WHAT YOU SHOULD DO: Identify every line of the material below that contains the string "newspaper", and copy each such line in full. Case is significant, so match the string only where its capitalization is identical.

PROVIDED ENTRIES:
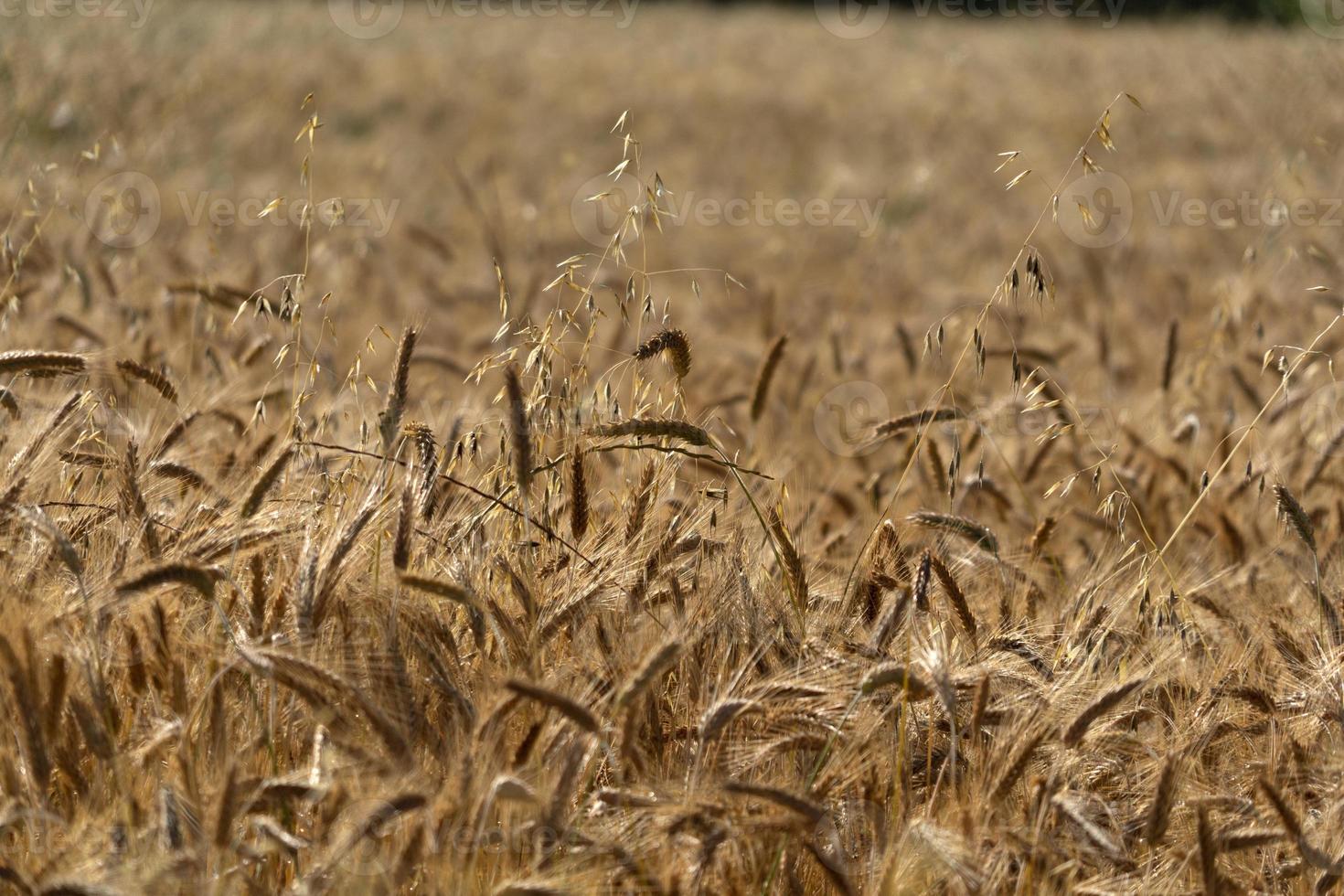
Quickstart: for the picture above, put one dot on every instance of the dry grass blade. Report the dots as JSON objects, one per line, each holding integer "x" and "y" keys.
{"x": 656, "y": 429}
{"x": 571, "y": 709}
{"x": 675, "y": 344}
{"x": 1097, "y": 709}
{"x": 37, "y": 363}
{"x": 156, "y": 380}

---

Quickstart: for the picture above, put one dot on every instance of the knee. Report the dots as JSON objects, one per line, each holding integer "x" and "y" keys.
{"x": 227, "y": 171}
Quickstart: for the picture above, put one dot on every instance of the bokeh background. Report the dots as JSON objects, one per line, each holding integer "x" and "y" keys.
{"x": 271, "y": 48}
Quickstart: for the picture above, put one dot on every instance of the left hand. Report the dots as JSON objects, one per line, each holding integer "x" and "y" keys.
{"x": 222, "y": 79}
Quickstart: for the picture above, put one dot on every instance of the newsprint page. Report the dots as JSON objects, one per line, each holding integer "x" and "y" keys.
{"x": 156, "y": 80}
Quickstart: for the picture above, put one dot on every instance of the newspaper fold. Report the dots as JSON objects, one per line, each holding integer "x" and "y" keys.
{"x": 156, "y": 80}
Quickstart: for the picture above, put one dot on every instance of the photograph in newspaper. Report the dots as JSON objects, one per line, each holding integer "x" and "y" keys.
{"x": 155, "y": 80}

EXPECTED ANSWER:
Quickstart: for the picture above, put one dot on every instance of the newspaper fold. Report the dots as JSON objects, one per line, each holding integer "x" and "y" keys.
Quickstart: for the picture above, put one dot on every instance of the photograph in newspaper. Report the dots as JSON objects, one per line, each holding integer "x" and "y" keys.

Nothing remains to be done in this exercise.